EXERCISE AIM: Please transcribe the governor interview word for word, starting with "As we navigate" and going on through "more resilient Michigan?".

EXERCISE TEXT:
****************************************

Paul Vachon is a freelance writer in Metro Detroit. 

Unprecedented Opportunity: Governor Talks American Rescue Plan, Equity, and Economic Growth


What’s the biggest obstacle to sustaining economic growth? 

There continues to be an incredible demand for talent. The pandemic has only intensified this challenge. From engineering to skilled trades, we know Michigan’s workforce is one of our greatest assets from a business attraction standpoint. But as industry changes, particularly the shift from combustible engine to EVs, jobs are changing too. We are being proactive in getting Michiganders the retraining, upskilling, and certifications that will be critical both to ensuring our businesses have the workforce they need to grow but also making sure people all across this state are able to get a good paycheck and path to economic security.

What steps would you like to see to advance racial justice and equity in Michigan? 

We have a lot more work to do to promote racial justice and foster inclusivity, diversity, and equity. It’s important that we take time to reflect on what we have learned and how, together, we can create a more equitable, inclusive and resilient economy for every Michigander. I proudly created the Black Leadership Advisory Council, dedicated to eradicating and preventing inequity in education, community safety, business leadership, and health to advance our shared goal of justice into each sector of the state.

As we navigate the pandemic, it is critical that we continue to offer inclusive, targeted support for both new and existing businesses if we want to achieve comprehensive, meaningful, and generational success for the people, businesses, and communities of Michigan.

Where do we need to invest more resources to create a healthier, more resilient Michigan? 

We must continue to jumpstart our economy which means increasing incentives to boost wages to attract applicants, providing grants to small businesses to ramp up hiring, and expanding access to childcare for families with young children who want to return to work but cannot. We have the unprecedented opportunity to take advantage of federal stimulus funds and our $3.5 billion state budget surplus to invest in our communities by making long-term, lasting investments that will benefit all residents, and create comprehensive strategies that will help drive long-term economic growth.

****************************************

PROVIDED RECORDS:
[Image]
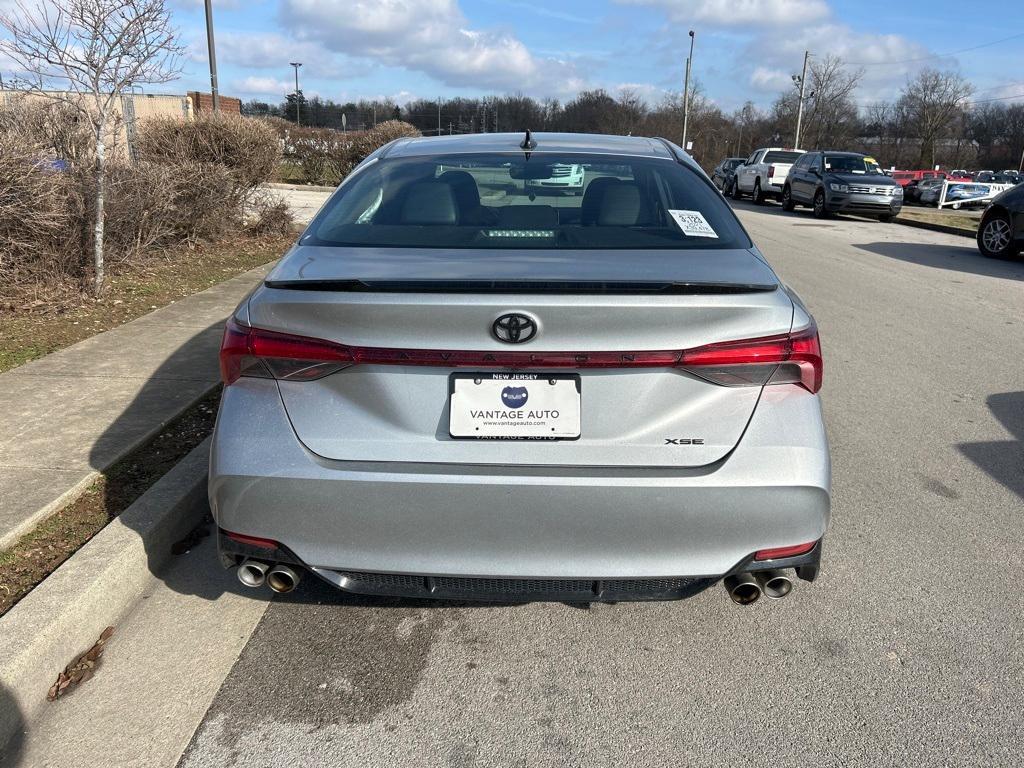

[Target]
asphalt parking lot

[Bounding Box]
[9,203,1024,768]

****************************************

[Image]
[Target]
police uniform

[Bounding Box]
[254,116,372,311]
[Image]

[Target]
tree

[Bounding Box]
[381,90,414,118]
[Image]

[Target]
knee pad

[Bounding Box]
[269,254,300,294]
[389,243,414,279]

****************************************

RESPONSE:
As we navigate the pandemic, it is critical that we continue to offer inclusive, targeted support for both new and existing businesses if we want to achieve comprehensive, meaningful, and generational success for the people, businesses, and communities of Michigan.

Where do we need to invest more resources to create a healthier, more resilient Michigan?